Start of Records provided
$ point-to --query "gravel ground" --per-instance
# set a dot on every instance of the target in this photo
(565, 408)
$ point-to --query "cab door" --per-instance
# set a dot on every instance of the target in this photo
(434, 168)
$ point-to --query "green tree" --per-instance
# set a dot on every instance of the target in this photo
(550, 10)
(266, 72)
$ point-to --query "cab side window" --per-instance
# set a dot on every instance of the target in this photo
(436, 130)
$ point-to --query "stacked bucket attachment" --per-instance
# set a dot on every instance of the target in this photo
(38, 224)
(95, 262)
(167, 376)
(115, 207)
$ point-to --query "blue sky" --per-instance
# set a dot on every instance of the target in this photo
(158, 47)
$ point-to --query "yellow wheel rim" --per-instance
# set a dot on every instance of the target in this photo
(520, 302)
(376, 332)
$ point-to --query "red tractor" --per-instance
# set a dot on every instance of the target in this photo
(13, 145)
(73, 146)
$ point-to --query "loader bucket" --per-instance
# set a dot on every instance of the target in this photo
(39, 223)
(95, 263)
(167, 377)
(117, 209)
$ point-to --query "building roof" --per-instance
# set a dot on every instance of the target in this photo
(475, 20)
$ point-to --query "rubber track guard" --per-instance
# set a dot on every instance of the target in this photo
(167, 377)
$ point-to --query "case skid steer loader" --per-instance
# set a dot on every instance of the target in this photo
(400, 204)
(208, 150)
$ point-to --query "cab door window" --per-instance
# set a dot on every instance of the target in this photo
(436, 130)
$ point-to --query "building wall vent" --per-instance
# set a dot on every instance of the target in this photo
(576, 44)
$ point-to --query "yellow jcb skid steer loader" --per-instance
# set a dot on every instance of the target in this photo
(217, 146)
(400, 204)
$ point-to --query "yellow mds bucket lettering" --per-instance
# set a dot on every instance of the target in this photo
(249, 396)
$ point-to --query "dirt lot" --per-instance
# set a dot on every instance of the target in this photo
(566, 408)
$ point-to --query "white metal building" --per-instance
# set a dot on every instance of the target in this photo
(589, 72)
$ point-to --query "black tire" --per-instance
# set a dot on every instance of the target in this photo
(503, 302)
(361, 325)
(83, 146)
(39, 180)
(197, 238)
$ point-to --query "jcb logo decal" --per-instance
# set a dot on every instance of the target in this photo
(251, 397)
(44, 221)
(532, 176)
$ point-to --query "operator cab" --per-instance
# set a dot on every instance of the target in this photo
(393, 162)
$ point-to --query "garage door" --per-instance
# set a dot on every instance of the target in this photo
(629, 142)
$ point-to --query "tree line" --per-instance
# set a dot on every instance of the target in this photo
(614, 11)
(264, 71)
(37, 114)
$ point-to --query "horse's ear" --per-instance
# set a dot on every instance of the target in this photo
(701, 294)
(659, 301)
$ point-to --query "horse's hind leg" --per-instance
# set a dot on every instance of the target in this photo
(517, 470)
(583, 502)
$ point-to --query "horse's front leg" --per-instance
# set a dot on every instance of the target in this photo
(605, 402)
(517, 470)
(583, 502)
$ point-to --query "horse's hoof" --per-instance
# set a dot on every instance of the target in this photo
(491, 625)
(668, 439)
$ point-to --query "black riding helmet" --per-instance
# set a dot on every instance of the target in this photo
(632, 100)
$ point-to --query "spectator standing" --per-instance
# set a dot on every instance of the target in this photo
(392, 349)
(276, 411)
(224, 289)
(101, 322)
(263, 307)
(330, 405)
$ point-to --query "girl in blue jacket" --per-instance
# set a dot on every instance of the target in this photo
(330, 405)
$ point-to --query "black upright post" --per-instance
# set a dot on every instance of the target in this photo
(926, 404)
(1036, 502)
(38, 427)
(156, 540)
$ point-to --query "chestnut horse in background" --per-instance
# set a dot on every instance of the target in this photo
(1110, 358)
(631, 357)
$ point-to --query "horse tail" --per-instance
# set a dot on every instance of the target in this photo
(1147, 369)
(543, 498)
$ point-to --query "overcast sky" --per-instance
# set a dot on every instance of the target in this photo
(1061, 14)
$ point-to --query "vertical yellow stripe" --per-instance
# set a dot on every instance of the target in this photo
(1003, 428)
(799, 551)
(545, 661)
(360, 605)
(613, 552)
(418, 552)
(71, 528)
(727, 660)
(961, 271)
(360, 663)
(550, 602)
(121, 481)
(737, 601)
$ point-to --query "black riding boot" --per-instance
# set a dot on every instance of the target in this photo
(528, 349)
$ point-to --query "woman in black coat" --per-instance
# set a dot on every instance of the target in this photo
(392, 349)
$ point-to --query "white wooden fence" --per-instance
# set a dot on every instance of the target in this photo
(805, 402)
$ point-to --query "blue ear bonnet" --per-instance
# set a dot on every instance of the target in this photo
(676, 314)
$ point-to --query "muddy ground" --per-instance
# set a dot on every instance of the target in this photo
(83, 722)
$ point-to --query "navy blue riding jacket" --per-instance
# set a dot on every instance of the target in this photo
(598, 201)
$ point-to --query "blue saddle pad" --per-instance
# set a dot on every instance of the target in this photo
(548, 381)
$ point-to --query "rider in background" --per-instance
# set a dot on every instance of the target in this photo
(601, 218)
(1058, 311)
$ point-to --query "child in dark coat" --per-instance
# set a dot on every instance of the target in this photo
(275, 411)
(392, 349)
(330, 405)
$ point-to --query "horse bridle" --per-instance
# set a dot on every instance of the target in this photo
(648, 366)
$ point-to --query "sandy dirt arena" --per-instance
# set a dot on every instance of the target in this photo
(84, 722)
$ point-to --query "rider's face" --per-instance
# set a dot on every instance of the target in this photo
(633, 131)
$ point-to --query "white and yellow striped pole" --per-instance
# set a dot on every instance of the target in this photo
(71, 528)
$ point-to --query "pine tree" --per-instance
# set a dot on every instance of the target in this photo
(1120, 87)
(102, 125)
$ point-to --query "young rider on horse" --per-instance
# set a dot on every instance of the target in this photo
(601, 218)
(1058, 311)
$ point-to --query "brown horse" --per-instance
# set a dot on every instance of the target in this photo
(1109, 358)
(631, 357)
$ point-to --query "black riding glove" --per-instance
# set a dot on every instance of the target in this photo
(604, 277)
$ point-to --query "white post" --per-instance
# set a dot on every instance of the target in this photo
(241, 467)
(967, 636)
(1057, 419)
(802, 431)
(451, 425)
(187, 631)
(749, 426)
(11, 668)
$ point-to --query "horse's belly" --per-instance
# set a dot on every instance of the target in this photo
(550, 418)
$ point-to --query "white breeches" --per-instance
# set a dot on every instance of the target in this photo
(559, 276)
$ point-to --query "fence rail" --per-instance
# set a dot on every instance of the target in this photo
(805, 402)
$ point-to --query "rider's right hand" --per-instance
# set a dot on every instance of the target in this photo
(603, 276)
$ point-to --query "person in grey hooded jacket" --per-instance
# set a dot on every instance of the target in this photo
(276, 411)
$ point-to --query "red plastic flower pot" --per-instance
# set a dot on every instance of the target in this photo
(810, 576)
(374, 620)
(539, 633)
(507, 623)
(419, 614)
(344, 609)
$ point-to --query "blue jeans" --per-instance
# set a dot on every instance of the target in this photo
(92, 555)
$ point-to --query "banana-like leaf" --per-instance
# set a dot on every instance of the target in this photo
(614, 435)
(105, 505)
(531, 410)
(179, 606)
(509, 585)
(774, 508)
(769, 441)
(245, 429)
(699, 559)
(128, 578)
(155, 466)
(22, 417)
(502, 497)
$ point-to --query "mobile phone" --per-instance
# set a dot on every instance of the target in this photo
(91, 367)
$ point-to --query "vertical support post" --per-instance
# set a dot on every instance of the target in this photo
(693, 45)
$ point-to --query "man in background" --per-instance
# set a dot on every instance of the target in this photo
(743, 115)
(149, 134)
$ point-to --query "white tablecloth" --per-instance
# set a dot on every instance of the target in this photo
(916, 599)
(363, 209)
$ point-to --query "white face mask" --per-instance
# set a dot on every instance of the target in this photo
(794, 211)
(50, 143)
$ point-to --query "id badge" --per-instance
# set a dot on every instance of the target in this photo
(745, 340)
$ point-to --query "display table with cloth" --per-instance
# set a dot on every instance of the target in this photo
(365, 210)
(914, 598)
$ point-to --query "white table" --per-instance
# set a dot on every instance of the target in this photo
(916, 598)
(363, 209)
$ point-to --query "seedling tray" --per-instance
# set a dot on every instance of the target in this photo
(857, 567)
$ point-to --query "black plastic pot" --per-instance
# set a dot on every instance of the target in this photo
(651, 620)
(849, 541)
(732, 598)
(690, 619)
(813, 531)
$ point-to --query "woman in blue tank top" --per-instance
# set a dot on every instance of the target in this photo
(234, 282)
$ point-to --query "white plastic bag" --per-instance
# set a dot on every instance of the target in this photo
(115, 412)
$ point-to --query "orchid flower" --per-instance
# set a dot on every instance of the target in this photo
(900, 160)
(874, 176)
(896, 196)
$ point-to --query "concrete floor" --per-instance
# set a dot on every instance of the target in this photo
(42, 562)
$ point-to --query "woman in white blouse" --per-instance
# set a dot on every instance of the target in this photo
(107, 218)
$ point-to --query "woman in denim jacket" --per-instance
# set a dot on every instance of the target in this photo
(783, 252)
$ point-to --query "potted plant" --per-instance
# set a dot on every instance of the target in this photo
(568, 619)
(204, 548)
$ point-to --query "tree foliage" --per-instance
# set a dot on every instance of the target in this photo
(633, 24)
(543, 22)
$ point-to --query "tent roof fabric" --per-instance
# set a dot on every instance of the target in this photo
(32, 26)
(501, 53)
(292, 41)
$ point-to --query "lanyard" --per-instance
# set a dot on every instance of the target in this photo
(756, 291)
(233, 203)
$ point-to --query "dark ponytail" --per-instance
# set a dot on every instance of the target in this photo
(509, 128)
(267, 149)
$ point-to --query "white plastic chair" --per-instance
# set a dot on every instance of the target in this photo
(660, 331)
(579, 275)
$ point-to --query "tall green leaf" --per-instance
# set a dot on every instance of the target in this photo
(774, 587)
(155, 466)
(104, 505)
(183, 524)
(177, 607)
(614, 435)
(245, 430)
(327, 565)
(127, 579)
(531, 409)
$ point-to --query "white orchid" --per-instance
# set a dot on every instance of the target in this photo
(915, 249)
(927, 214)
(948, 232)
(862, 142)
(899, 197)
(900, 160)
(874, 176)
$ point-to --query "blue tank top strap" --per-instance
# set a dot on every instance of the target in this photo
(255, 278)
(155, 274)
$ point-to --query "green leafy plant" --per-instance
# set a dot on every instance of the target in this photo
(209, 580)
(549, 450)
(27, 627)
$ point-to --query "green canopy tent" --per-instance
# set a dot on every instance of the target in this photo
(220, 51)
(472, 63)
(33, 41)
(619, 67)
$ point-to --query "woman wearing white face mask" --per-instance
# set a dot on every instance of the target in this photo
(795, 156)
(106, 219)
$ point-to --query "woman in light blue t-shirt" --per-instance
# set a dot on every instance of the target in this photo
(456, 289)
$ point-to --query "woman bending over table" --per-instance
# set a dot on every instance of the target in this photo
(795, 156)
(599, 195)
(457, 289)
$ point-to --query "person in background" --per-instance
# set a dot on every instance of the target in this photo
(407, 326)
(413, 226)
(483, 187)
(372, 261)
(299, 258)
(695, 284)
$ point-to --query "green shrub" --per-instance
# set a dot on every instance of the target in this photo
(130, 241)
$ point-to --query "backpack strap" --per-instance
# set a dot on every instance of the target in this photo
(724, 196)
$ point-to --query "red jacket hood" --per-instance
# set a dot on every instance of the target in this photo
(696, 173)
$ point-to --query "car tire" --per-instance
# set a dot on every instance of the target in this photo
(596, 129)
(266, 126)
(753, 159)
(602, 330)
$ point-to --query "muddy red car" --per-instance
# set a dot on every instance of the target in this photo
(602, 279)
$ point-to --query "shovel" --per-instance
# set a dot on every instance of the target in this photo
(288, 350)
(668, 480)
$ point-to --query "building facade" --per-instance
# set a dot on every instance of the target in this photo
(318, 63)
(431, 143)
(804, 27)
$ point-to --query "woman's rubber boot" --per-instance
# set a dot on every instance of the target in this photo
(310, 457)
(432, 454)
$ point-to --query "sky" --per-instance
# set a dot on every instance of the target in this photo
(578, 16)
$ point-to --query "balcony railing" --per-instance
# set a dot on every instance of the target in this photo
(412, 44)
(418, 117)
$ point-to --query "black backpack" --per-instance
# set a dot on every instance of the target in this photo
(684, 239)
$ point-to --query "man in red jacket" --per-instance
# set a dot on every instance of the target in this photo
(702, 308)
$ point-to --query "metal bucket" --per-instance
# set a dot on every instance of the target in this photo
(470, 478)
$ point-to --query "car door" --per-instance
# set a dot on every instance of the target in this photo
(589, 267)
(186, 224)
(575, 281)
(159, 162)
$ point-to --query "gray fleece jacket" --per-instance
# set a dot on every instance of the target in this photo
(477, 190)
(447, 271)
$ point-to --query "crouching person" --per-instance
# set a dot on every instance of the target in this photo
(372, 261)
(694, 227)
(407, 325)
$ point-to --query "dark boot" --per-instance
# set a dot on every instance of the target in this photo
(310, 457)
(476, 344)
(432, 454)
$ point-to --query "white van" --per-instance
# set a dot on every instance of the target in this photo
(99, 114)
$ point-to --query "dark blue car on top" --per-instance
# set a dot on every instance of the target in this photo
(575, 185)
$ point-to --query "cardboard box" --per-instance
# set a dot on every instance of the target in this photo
End of Records provided
### What is being asked
Count the lines above that contain the word "plastic", and reply with only that number.

### Expected output
4